AIM OF THE EXERCISE — Reproduce word for word the part of the material below that opens with the line containing "tag=truck side window" and closes with the line containing "(162, 201), (356, 228)", both of those lines included. Leave the pictures out of your answer.

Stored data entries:
╭──
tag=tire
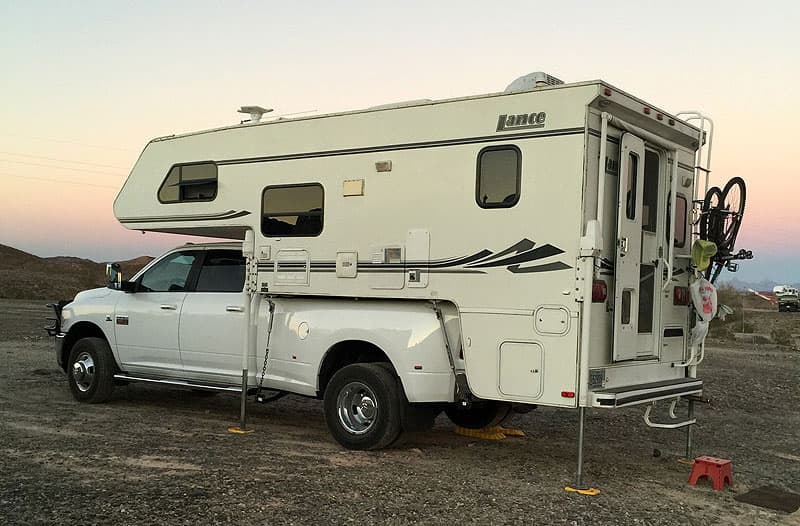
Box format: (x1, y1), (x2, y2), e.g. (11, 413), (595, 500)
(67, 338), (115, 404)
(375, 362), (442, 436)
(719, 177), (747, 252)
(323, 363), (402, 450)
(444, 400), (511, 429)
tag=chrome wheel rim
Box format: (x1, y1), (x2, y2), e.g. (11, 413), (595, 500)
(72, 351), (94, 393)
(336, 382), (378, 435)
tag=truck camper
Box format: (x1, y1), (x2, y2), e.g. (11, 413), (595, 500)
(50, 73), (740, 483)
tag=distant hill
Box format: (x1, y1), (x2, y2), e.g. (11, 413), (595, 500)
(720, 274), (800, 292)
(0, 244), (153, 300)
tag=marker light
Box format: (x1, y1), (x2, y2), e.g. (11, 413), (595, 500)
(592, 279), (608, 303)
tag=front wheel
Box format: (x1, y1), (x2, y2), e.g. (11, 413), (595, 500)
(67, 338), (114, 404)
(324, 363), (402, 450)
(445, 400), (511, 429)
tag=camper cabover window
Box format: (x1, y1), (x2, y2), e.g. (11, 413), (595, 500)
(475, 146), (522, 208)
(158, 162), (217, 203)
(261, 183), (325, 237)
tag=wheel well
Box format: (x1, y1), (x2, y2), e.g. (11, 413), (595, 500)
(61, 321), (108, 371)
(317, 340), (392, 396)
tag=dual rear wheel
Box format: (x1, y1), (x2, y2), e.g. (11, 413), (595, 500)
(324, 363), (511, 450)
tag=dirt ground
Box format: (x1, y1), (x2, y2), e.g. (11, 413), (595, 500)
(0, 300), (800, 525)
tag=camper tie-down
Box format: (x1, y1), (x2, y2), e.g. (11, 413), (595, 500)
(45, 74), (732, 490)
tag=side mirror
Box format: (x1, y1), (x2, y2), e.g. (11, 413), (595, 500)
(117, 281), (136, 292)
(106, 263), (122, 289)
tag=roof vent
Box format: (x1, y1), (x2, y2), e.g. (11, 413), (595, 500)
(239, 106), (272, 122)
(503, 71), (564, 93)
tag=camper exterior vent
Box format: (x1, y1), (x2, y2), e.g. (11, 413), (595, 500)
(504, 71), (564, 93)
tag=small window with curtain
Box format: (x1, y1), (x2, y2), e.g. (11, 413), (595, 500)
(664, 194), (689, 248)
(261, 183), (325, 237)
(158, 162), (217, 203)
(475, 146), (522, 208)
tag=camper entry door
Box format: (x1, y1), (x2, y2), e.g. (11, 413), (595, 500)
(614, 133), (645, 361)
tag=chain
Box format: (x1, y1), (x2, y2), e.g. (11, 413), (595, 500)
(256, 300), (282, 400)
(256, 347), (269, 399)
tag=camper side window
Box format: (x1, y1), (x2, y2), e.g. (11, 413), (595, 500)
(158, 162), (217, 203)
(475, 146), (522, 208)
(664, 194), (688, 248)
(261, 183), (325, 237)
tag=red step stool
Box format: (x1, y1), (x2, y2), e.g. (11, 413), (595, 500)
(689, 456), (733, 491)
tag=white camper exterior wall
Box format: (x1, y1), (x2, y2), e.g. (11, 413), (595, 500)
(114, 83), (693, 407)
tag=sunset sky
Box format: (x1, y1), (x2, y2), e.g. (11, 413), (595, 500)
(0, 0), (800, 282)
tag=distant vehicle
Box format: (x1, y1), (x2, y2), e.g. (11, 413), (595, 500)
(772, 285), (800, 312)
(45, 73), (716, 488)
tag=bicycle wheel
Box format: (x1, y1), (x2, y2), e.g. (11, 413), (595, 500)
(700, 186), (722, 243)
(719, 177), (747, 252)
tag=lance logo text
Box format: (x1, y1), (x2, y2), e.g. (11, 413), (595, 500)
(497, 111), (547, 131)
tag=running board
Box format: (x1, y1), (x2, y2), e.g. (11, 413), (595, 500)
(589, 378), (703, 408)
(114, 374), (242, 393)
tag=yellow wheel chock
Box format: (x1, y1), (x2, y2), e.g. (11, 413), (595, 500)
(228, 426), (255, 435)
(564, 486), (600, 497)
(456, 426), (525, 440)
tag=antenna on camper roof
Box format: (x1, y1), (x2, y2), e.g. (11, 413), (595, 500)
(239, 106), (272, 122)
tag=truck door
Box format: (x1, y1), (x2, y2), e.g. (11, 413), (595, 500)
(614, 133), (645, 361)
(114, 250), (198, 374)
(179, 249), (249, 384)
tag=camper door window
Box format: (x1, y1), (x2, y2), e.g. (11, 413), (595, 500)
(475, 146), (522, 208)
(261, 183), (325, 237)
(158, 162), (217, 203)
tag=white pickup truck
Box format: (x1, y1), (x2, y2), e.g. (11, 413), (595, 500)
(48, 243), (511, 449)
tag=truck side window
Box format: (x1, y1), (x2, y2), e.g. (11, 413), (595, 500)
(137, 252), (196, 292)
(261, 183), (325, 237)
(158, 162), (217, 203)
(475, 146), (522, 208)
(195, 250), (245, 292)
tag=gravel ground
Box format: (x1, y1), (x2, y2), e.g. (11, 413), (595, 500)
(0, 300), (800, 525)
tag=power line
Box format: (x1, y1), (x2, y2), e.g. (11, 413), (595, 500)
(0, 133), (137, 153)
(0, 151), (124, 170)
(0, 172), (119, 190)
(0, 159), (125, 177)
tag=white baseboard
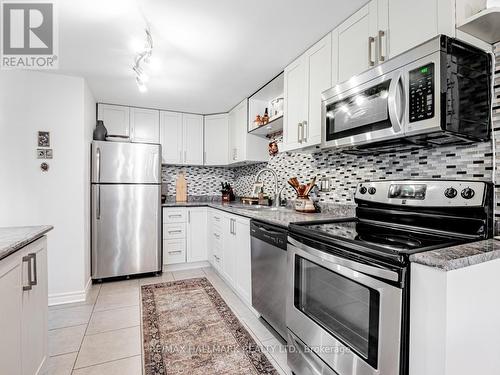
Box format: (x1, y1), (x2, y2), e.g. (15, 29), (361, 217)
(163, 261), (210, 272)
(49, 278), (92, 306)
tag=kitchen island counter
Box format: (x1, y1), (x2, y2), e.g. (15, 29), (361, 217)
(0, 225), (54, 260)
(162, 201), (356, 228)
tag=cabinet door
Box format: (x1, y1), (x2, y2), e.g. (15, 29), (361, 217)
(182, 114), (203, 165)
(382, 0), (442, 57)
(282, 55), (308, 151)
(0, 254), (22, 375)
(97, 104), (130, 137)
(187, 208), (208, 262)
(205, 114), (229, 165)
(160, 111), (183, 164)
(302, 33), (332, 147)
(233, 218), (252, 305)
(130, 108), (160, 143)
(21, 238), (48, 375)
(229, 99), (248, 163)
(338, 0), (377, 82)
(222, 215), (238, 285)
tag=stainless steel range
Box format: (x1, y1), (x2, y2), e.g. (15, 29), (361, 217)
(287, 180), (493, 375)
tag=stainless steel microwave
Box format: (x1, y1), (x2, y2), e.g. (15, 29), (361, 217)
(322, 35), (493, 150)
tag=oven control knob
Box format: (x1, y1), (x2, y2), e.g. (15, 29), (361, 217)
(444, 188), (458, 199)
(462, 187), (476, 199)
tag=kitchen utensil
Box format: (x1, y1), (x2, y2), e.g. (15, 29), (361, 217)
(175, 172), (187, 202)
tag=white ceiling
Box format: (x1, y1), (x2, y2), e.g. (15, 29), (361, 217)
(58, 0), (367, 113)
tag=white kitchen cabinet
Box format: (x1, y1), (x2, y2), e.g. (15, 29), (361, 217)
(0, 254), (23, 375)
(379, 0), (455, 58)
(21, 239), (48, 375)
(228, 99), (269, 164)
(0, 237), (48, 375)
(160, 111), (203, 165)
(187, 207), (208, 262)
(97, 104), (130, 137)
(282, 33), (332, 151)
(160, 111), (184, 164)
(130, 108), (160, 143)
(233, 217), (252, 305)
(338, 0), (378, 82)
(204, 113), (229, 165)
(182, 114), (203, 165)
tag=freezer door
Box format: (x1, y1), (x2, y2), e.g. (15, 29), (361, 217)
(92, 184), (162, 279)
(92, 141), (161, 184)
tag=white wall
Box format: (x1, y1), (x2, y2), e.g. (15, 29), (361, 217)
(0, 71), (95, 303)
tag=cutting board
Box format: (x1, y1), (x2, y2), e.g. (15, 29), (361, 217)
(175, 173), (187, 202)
╰──
╭──
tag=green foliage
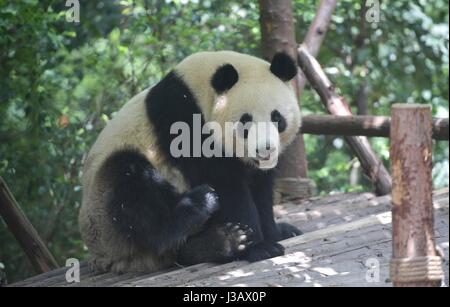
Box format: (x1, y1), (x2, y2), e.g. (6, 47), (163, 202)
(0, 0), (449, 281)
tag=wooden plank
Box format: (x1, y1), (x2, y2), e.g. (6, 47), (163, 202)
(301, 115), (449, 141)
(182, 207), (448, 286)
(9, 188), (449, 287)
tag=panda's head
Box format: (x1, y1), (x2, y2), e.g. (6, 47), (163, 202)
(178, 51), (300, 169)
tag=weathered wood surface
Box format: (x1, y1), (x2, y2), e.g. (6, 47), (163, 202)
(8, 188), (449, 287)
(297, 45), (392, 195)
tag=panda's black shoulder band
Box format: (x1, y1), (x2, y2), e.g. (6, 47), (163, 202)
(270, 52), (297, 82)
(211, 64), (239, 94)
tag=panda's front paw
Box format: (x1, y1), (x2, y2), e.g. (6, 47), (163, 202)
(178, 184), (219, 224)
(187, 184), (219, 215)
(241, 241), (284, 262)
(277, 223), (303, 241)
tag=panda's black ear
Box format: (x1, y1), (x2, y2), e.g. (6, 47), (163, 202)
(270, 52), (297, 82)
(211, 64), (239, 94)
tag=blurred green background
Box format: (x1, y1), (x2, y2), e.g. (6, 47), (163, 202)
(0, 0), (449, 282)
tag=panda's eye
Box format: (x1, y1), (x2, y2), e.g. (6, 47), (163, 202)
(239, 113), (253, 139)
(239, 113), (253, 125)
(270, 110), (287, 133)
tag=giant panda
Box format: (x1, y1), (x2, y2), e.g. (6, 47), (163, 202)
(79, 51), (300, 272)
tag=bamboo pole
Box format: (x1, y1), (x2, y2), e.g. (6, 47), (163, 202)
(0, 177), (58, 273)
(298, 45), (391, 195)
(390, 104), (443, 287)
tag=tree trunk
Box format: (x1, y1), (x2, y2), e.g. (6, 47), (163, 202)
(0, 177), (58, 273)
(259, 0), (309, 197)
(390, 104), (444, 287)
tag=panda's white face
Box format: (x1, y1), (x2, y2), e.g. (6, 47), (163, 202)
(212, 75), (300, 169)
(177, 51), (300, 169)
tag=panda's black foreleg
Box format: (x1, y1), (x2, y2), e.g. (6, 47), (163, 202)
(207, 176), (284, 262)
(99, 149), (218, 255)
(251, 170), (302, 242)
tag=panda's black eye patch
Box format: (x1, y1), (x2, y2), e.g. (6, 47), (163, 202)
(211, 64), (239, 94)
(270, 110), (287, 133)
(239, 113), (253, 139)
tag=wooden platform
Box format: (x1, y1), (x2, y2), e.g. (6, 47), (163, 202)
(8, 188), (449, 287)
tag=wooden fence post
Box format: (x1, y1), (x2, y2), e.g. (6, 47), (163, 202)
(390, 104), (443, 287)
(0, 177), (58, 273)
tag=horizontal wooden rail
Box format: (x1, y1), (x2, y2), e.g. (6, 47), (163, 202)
╰──
REPLY —
tag=truck side window
Box format: (x1, y1), (x2, y2), e.g. (11, 413), (595, 500)
(137, 252), (196, 292)
(261, 183), (325, 237)
(158, 162), (217, 203)
(475, 146), (522, 208)
(195, 250), (245, 292)
tag=gravel ground
Box format: (x1, y1), (x2, y2), e.g. (11, 413), (595, 500)
(0, 300), (800, 525)
tag=power line
Box format: (x1, y1), (x2, y2), e.g. (11, 413), (595, 500)
(0, 133), (137, 153)
(0, 151), (124, 170)
(0, 172), (119, 190)
(0, 159), (125, 177)
tag=white baseboard
Box format: (x1, y1), (x2, y2), e.g. (15, 29), (361, 217)
(163, 261), (210, 272)
(49, 278), (92, 306)
tag=kitchen island counter
Box format: (x1, y1), (x2, y2), e.g. (15, 29), (361, 217)
(0, 225), (54, 260)
(162, 201), (356, 228)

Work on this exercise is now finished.